**Выбранный отрывок:**

Льюль круто изменил свою жизнь. В 1265 году он отказался от своих владений, поручил опекунам заботу о семье и отправился в религиозное паломничество, которое продлилось пятьдесят лет. Его наставником был каталонец, священник, близкий к королевскому дому в Барселоне, будущий святой Рамон де Пеньяфорт. С тех пор Льюль делил время между монастырями, двором и… морем. Периоды его затворничества длились годами. В промежутках он обучал будущего короля Жауме 11 или путешествовал. География его путешествий и паломничеств очень обширна. Он ездил в Монпелье и Авиньон, в Рим, в Геную и Париж, в Ливию, в Египет и на Кипр, в Малую Азию. В тридцать с небольшим он получил королевское соизволение создать Мирамар, школу для миссионеров на Майорке, на утесе над морем. Ему это не удалось, может быть, потому, что его ученики скоро утомились от харизматической энергии Льюля.

**Задания:**
1 - Перескажите в виде краткого списка абзац отрывка о Льюле, начинающийся словами «Льюль круто изменил свою жизнь», сохранив его основные факты.
2 - По данным отрывка о Льюле, почему, возможно, ему не удалось создать школу Мирамар? Ответьте одним–тремя предложениями.
3 - Перепишите из отрывка о Льюле фрагмент, начиная со слов "Льюль круто изменил" и вплоть до слов "харизматической энергии Льюля.".

**Извлечённый материал:**
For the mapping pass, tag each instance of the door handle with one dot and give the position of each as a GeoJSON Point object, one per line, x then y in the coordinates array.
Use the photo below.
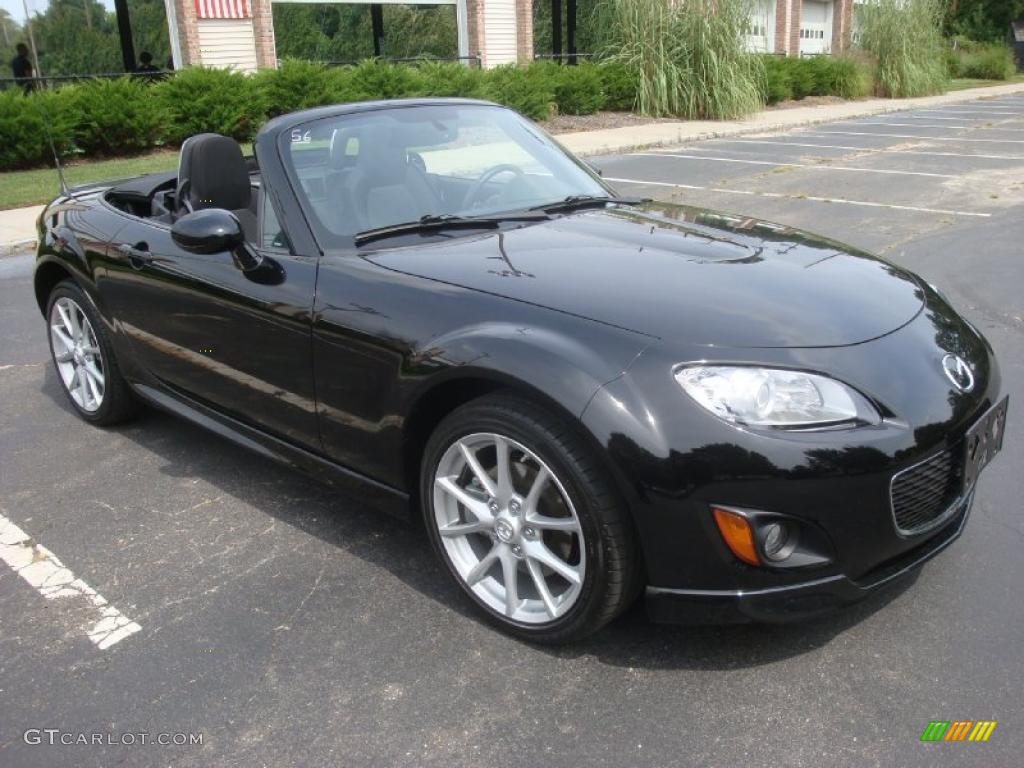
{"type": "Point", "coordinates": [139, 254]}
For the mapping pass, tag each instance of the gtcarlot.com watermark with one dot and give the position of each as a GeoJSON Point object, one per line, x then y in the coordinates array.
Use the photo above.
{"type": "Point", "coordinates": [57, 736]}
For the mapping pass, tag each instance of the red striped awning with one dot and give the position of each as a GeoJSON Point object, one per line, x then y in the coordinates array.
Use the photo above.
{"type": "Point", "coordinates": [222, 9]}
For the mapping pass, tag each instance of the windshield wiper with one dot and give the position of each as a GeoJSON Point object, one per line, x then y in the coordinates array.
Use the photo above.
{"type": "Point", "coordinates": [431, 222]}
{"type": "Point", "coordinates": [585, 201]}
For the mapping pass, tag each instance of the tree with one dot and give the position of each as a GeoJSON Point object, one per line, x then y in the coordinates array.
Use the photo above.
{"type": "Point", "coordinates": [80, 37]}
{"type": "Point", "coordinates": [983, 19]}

...

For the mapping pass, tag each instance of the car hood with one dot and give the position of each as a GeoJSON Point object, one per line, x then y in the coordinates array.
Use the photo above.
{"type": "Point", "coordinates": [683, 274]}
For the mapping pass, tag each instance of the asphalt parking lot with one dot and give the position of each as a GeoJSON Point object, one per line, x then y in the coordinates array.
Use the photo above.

...

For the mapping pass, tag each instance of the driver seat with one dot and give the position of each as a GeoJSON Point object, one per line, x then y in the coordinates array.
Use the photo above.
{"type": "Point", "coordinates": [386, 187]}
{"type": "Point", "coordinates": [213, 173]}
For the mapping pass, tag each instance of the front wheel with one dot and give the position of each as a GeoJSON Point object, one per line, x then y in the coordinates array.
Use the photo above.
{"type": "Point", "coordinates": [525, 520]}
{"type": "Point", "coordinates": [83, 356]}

**Ответы по заданиям:**
1 -
- В 1265 году Льюль отказался от владений, доверил семью опекунам и отправился в паломничество, продлившееся пятьдесят лет.
- Наставником его был каталонский священник, близкий к королевскому дому в Барселоне, будущий святой Рамон де Пеньяфорт.
- Время он делил между монастырями, двором и морем; затворничество длилось годами, а в перерывах он обучал будущего короля или путешествовал.
- Он побывал в Монпелье, Авиньоне, Риме, Генуе, Париже, Ливии, Египте, на Кипре и в Малой Азии.
- В тридцать с небольшим он получил королевское разрешение основать на Майорке школу для миссионеров Мирамар, но замысел не удался.

2 - Возможно, ученики Льюля скоро утомились от его харизматической энергии. Сам отрывок подаёт эту причину лишь как предположение.

3 -
Льюль круто изменил свою жизнь. В 1265 году он отказался от своих владений, поручил опекунам заботу о семье и отправился в религиозное паломничество, которое продлилось пятьдесят лет. Его наставником был каталонец, священник, близкий к королевскому дому в Барселоне, будущий святой Рамон де Пеньяфорт. С тех пор Льюль делил время между монастырями, двором и… морем. Периоды его затворничества длились годами. В промежутках он обучал будущего короля Жауме 11 или путешествовал. География его путешествий и паломничеств очень обширна. Он ездил в Монпелье и Авиньон, в Рим, в Геную и Париж, в Ливию, в Египет и на Кипр, в Малую Азию. В тридцать с небольшим он получил королевское соизволение создать Мирамар, школу для миссионеров на Майорке, на утесе над морем. Ему это не удалось, может быть, потому, что его ученики скоро утомились от харизматической энергии Льюля.